_ACTIVITY_. Could you write out every entry exactly as it stands?

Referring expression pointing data

==================================================

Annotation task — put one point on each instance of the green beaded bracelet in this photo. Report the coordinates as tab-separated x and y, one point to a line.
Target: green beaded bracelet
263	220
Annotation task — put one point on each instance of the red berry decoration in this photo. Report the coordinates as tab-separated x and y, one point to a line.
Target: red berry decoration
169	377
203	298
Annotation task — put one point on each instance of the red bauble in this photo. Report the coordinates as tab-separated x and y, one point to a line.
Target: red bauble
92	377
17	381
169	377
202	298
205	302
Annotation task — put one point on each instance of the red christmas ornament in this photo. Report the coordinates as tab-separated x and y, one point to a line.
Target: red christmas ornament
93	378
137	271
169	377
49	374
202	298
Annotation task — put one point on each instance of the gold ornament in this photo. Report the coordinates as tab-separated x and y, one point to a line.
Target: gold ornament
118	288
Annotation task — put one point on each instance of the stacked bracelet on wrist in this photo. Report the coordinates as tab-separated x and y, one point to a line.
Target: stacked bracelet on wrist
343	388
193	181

==================================================

_REPLY TO THE TASK_.
Annotation task — put one point on each instance of the green beaded bracelet in this photo. Report the coordinates as tab-separated x and y, one point to a line.
Target: green beaded bracelet
263	220
Annotation task — put one point on each instance of the red berry decoration in this photo. Report the coordinates as tab-separated x and y, one point to a line.
Target: red berry decoration
169	377
203	298
Annotation task — put one point on each instance of the red bauble in this photo. Report the coordinates as tab-separated x and y, one point to a line.
Target: red bauble
92	377
17	381
169	377
202	298
205	302
Annotation task — put one point on each instance of the red christmas ornament in this photo. Report the coordinates as tab-separated x and y, one point to a line.
Target: red christmas ornament
93	378
137	271
169	377
49	374
202	298
Annotation task — put one point on each instance of the gold ornament in this photo. Report the coordinates as tab-separated x and y, one point to a line.
Target: gold ornament
118	288
Annotation task — put one point on each instance of the stacked bracelet on wrist in this photo. Report the coordinates as tab-separated x and y, one point to a line.
Target: stacked bracelet on wrist
343	388
193	181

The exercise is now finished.